Yapılacak iş:
Aşağıdaki, iletişimde sanallık konulu yazıyı kaldığı yerden devralıp sürdürün.

Enes Boyacı

Enes Boyacı

İletişimde sanallık

İletişimde sanallık

Çin’de başlayıp tüm dünyayı etkisi altına alan Kovid-19 salgını yoğunluğunu yitirmiş olsa da hala üzerimizde bıraktığı etkiler devam etmektedir. Bu pandemi illeti tüketim alışkanlıklarımızdan tutun da iletişim sürecimize kadar bütün hayatımızı değiştirdi. Bu virüs genel iletişim alışkanlıklarımızı değiştirerek ortaya bir sanallık sürecini getirdi. Okullarda yüz yüze eğitime ara verilmesi ve devamında yaşanan kapanmalar sanallık sürecini arttırarak devam ettirdi. Sadece öğrenciler açısından değil aile ve arkadaşlar arası iletişimden iş ilişkilerine kadar bütün iletişim süreçlerini sanallığa soktu.

Pandemi ile başlayan sanallık öncelikle birçok insanda yalnızlık hissi oluşturdu. İnsanlar sosyal medya haricinde doğru düzgün iletişim kuramamaya başladı. Sevdiklerimizle yüz yüze iletişimde bulunamamaya başladığımız için aslında farkında olmadan insanları özlemeye başladık. İnsanlar yüz yüze iletişimden ve sosyalleşmekten keyif alırdı. Pandemi etkisini yitirse de özellikle gençlerde sanallık devam ettiği için insanların içinde bıkmalar ve sıkılmalar oluştu. Ayrıca kişilerarası iletişim sanal mecralardan yapıldığı sürece samimiyetten uzak oluyor. Çünkü birbirimizin jest, mimik ve beden dillerini sanallık sürecinde göremiyor ve duygularını tam olarak hissedemiyoruz.

Verilen satırlar:

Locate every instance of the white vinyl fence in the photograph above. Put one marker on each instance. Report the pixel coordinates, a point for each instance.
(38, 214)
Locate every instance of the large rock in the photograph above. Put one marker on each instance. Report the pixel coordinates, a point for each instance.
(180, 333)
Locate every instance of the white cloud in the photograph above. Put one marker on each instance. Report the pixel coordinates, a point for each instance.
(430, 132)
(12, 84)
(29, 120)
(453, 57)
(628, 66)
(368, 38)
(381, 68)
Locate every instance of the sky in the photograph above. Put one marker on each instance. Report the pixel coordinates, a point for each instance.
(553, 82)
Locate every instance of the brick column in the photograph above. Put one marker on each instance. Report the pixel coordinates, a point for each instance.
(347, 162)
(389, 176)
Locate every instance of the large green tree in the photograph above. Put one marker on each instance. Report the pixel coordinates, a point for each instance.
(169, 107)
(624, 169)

Alıştırma yanıtı:
Kişilerarası iletişim sürecinde pandemi dolayısıyla ortaya çıkan bu sanallık insanların birbirini anlayamamasına yol açtı. Bu durum da insanları tahammülsüzlüğe itti. Özellikle sosyal medyada birbirini yanlış anlayıp nefret söyleminde bulunan on binlerce insan var. Pandemi sürecinden önce de sosyal medyada çok fazla nefret söylemi vardı fakat pandemiyle giderek artan sanallık süreciyle birlikte nefret söylemleri günümüzde kat kat artmış durumda. Bu durum sanallık sürecinin en olumsuz etkisidir. İnsanların birbirini yanlış anlaması, tahammülsüzlük ve nefret söylemleri sonucunda insan ilişkilerimizin zayıflamaya başladığını fark ettim. Umarım sanal ortamlardan biraz daha kopabiliriz de eski samimiyet ve hoşgörümüz geri gelir.